== Task instructions ==
Set down exactly the lines from the one containing "Place a dot on every instance of the protective" through the last line of the records below, both included, and nothing else.

[Referring expression data]
========================

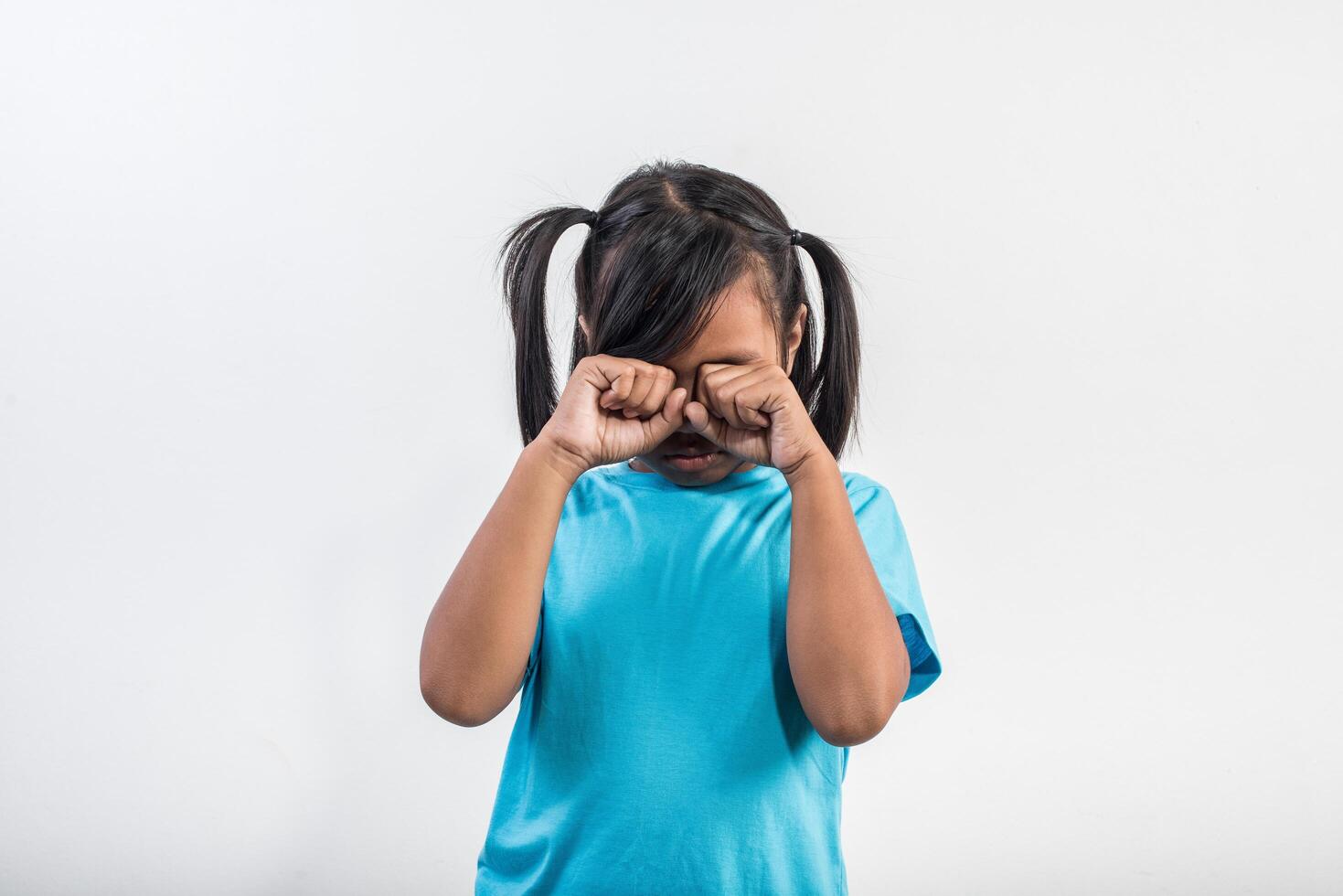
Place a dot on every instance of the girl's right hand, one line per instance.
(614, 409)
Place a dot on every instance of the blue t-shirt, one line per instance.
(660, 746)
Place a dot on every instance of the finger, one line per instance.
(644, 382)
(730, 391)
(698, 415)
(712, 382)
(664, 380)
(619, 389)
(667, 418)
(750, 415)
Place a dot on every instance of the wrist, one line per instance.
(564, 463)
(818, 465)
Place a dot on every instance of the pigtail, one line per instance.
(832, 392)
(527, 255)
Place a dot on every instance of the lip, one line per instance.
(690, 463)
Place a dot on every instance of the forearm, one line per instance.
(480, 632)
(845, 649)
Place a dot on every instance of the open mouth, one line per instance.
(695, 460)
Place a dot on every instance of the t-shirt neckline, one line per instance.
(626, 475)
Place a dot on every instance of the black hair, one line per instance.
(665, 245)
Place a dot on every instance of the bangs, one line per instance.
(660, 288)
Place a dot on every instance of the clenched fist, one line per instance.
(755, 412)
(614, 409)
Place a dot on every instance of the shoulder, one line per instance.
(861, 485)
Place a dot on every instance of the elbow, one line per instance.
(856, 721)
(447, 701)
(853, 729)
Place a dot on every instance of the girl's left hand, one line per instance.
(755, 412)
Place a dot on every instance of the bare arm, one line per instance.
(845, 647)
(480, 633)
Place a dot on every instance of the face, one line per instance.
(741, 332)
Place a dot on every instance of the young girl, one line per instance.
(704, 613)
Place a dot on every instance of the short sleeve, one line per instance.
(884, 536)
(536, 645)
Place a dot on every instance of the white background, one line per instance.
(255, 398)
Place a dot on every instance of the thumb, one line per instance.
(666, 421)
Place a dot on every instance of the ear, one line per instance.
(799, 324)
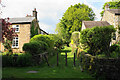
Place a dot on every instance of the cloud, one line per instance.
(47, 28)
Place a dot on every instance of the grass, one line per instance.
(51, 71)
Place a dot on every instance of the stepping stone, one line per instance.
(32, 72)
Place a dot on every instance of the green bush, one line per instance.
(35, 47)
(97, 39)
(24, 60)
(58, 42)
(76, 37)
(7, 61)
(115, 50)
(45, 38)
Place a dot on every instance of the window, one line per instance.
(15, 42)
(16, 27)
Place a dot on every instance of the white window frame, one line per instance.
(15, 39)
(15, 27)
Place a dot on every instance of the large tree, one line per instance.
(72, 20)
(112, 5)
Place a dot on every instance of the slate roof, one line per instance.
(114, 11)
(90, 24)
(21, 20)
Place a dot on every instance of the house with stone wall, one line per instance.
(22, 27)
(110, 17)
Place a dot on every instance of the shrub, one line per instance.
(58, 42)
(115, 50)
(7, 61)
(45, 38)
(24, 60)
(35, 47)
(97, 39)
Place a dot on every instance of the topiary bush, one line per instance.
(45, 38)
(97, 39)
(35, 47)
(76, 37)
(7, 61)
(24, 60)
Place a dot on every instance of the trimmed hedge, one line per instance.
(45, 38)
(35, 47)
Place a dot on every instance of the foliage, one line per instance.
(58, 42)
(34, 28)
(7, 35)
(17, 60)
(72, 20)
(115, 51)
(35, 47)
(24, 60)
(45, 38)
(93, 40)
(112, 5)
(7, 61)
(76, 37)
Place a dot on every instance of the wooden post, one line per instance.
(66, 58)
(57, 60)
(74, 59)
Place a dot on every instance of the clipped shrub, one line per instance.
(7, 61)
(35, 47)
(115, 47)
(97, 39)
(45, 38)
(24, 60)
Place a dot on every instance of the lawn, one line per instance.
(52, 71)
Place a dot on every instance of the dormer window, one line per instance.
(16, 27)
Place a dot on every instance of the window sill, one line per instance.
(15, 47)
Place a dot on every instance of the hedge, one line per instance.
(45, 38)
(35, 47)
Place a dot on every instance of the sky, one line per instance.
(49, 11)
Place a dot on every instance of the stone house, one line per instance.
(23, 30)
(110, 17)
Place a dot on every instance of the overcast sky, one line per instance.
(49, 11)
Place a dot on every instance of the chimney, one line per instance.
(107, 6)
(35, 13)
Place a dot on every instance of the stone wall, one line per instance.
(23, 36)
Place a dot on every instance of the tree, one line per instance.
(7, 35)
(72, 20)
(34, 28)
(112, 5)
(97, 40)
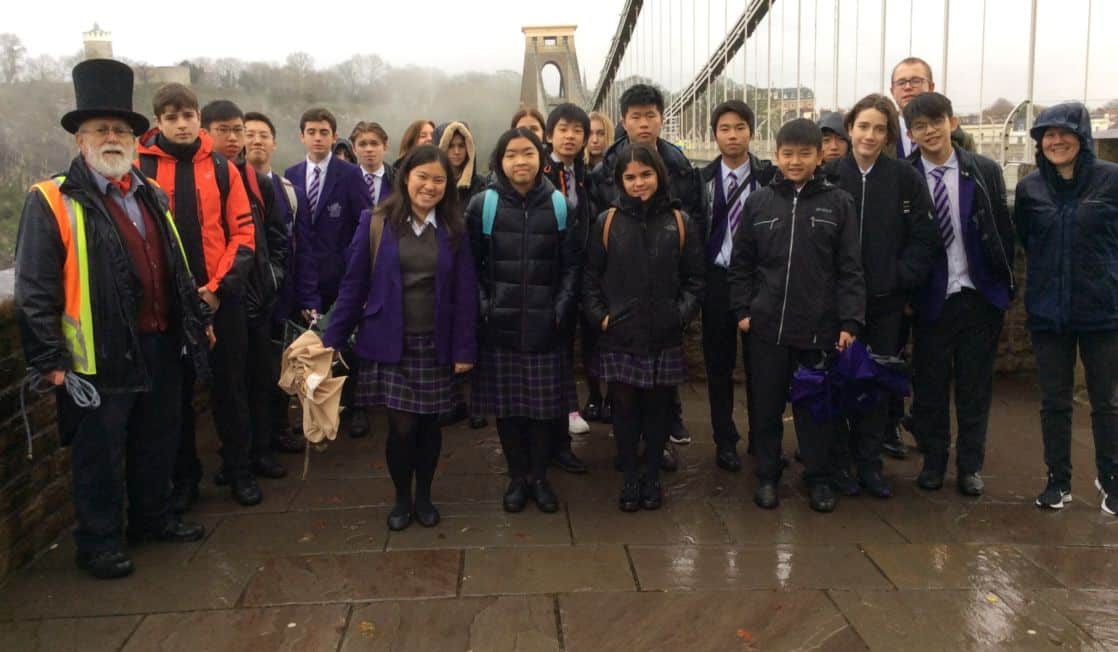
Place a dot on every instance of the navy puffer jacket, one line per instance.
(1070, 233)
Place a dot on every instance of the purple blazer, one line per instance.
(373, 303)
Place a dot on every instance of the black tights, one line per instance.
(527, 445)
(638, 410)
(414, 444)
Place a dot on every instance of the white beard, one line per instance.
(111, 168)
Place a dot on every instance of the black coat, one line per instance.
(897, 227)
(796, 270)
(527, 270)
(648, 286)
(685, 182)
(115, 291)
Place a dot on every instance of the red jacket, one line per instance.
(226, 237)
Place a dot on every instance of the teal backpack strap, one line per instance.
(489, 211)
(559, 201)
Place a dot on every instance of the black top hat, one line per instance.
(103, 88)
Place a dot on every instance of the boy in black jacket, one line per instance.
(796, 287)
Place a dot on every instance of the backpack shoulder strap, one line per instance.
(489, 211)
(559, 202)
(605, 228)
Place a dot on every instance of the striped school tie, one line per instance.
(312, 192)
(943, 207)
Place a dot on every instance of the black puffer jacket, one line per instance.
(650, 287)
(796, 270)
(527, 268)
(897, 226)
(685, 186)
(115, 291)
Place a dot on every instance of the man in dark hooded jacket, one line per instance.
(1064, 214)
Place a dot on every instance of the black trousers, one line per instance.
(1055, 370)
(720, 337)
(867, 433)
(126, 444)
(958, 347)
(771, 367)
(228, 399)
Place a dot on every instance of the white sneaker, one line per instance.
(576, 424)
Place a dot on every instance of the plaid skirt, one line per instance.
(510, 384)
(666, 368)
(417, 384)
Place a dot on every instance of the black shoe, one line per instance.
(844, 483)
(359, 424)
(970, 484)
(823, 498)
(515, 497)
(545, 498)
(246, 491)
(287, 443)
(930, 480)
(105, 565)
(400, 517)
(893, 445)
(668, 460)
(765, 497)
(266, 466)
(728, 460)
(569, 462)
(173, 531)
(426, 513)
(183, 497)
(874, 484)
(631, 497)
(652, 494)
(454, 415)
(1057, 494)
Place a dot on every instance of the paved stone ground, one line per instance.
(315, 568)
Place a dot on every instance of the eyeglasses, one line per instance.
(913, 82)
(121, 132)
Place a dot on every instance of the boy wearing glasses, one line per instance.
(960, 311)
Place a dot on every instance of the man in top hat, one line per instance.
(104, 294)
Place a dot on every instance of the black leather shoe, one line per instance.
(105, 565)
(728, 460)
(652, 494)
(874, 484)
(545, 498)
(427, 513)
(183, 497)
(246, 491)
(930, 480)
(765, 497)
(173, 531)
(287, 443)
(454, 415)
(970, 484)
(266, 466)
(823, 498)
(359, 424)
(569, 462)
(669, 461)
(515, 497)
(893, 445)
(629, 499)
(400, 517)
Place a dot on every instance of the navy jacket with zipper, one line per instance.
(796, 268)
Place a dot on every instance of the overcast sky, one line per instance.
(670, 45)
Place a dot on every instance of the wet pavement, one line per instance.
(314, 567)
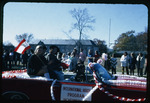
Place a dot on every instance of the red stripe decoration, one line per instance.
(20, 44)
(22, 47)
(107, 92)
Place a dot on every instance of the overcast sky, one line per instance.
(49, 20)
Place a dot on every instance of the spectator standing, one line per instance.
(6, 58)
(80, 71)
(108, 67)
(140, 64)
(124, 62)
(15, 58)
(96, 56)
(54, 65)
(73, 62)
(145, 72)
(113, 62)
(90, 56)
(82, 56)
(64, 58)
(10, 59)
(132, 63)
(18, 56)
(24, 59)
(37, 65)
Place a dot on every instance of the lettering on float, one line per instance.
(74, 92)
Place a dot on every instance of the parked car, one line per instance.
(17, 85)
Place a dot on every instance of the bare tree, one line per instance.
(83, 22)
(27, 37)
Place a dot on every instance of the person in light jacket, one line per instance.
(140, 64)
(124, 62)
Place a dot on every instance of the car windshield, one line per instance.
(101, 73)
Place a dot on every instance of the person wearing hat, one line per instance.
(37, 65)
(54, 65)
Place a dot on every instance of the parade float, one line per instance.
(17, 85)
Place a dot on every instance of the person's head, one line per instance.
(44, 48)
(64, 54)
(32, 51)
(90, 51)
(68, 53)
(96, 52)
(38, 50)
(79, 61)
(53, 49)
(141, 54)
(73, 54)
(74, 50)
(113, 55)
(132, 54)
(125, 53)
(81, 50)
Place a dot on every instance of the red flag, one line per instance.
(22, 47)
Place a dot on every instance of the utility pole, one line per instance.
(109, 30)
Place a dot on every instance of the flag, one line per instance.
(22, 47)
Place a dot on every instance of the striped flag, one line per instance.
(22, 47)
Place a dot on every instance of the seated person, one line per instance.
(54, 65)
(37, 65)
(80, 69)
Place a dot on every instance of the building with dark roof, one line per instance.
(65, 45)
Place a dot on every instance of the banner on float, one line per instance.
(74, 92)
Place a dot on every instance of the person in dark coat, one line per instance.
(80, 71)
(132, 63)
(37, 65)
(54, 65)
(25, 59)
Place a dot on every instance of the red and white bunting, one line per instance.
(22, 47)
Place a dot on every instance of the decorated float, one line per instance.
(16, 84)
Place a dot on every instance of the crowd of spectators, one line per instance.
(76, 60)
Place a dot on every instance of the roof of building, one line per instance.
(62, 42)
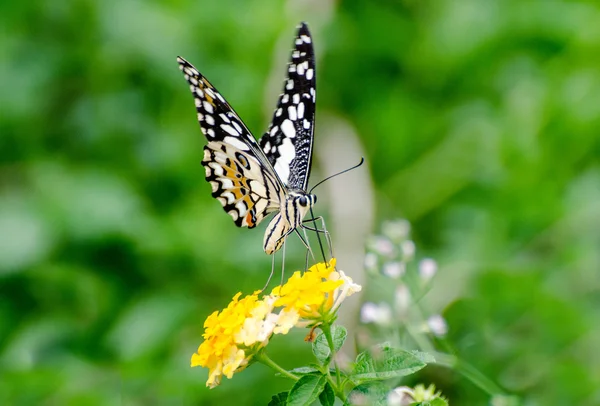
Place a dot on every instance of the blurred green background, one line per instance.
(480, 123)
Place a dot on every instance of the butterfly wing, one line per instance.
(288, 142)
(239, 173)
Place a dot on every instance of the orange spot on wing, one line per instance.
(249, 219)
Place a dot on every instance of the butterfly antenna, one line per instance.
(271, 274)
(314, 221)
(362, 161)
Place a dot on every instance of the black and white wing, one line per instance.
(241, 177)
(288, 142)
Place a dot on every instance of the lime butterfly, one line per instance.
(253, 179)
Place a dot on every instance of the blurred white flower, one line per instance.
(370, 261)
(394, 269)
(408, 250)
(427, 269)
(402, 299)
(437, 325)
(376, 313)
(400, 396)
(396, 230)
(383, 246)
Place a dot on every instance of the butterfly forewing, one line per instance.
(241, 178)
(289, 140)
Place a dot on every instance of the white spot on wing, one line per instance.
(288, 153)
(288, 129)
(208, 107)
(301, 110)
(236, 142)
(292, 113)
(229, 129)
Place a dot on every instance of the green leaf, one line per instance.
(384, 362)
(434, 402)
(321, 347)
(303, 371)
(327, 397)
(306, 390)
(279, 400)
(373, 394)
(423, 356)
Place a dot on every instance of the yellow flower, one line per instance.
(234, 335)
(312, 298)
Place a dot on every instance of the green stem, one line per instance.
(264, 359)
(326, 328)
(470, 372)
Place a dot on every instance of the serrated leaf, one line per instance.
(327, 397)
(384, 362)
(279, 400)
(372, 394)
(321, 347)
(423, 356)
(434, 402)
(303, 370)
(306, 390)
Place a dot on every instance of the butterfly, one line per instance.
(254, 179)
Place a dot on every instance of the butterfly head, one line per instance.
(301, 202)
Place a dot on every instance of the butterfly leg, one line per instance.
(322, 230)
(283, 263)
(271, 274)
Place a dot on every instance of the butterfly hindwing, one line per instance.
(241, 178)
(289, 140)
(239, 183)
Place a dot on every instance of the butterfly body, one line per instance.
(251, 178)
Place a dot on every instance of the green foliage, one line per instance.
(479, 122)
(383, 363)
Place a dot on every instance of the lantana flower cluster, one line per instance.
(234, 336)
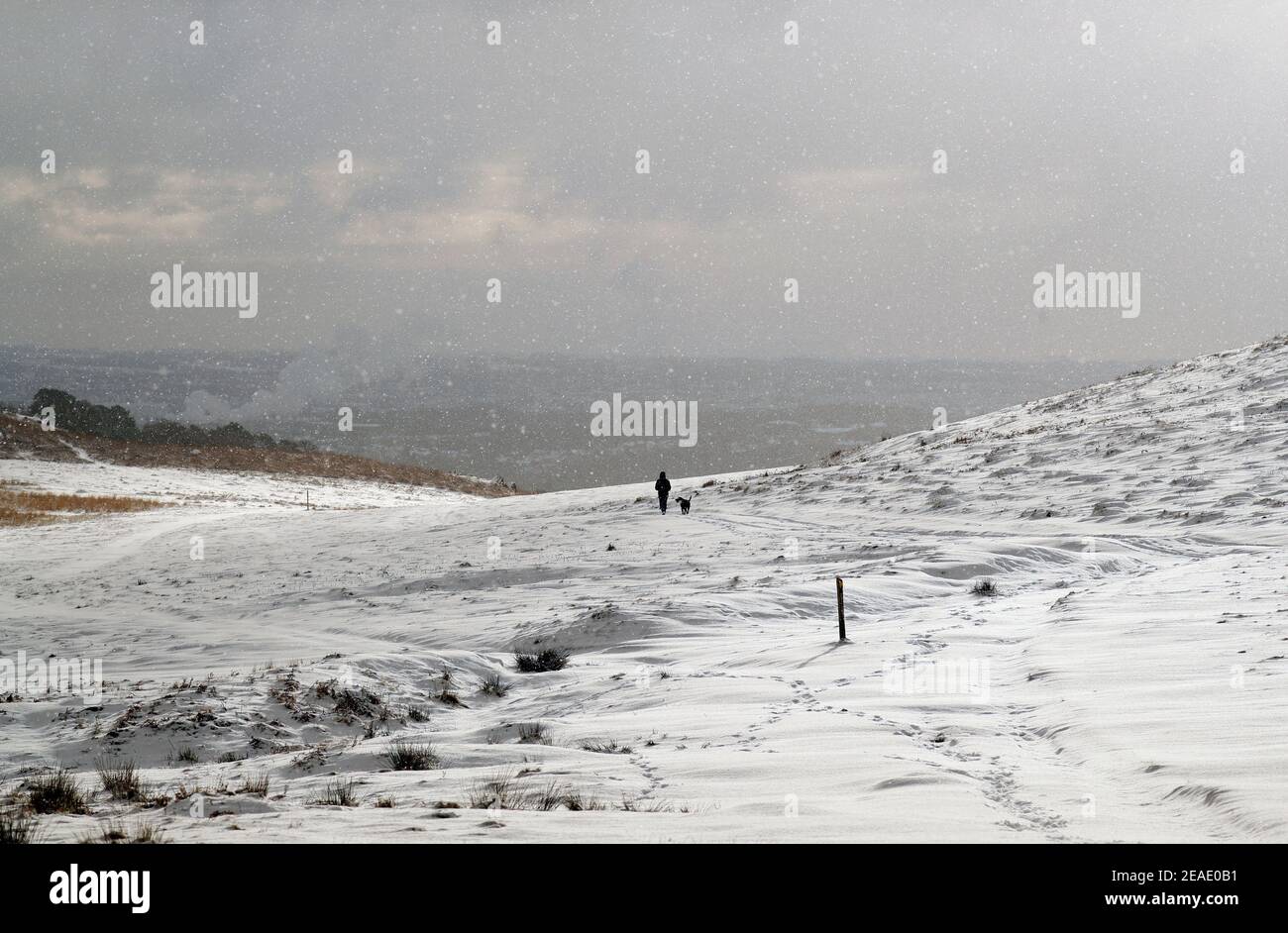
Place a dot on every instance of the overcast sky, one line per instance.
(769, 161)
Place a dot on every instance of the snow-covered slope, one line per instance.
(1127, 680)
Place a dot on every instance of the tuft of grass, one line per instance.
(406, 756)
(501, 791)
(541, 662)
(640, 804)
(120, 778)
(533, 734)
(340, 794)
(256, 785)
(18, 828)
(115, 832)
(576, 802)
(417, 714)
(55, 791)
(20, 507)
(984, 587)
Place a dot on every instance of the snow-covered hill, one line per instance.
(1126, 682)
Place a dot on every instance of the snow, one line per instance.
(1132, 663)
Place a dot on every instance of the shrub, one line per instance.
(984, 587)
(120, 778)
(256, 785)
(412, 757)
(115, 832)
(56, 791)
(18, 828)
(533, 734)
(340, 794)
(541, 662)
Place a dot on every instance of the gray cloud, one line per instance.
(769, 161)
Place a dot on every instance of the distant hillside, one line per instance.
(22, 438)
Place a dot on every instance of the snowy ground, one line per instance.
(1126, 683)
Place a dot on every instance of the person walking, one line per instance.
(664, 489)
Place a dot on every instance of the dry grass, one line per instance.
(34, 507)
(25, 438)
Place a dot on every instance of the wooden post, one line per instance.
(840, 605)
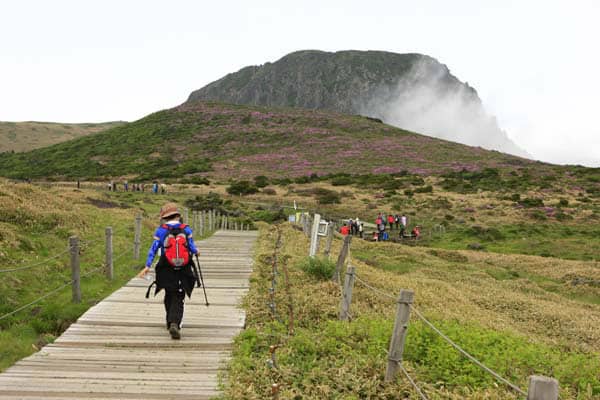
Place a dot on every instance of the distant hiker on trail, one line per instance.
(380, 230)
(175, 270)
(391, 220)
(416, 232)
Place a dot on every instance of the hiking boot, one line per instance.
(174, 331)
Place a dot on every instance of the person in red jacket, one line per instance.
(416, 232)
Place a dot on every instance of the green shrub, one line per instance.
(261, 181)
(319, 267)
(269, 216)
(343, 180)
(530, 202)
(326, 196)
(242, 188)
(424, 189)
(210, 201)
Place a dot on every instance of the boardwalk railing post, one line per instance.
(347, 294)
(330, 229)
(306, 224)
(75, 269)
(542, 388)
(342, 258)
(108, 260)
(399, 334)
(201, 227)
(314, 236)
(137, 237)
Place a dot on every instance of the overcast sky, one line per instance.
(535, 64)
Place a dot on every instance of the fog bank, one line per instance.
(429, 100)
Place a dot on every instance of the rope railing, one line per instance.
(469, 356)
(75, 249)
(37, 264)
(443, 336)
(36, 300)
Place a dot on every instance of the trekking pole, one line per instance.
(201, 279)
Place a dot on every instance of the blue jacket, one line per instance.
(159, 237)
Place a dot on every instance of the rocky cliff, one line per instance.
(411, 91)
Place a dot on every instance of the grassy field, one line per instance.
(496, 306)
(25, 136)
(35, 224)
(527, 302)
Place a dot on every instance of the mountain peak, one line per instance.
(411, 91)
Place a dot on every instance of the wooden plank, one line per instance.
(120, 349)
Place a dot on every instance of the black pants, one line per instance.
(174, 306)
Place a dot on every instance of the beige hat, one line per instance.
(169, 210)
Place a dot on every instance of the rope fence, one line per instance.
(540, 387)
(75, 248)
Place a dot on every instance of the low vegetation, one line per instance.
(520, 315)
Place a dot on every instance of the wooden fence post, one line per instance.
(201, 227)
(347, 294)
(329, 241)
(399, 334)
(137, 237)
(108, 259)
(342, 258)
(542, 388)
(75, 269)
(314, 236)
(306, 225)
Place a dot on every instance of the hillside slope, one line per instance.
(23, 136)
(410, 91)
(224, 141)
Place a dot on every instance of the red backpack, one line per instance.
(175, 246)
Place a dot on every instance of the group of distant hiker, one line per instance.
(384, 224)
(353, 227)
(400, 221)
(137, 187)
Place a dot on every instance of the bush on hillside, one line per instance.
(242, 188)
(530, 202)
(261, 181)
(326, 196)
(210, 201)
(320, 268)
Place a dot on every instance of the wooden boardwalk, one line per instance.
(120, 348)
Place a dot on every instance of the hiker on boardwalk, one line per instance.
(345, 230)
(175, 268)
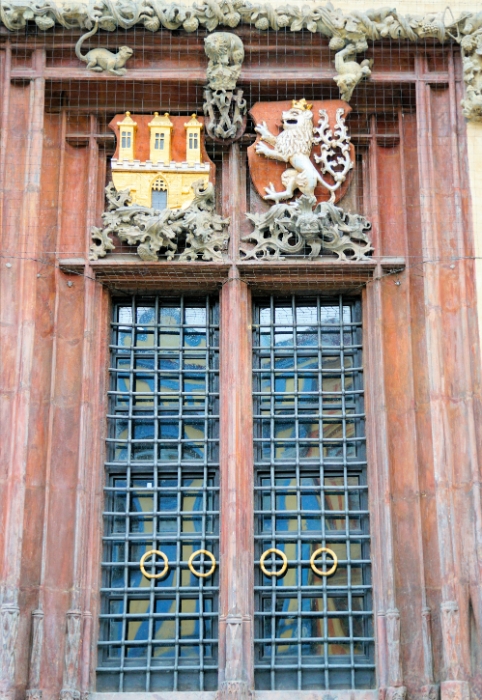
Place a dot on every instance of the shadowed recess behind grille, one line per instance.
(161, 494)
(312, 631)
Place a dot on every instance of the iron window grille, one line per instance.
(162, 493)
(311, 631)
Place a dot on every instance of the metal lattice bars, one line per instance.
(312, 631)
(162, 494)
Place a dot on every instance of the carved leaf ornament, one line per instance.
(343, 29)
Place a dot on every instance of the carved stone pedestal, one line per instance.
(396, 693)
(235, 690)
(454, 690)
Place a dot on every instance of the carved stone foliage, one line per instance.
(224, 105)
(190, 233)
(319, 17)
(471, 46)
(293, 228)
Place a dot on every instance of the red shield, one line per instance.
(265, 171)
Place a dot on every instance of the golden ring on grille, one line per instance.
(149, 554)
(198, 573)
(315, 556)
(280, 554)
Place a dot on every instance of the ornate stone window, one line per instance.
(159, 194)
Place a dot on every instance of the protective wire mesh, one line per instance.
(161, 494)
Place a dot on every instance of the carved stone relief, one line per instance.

========================

== Answer area ==
Place a dot on every instance of the protective wire mesh, one line per instance.
(161, 494)
Place a dot on every instance of the carved stone relief, one line per instance.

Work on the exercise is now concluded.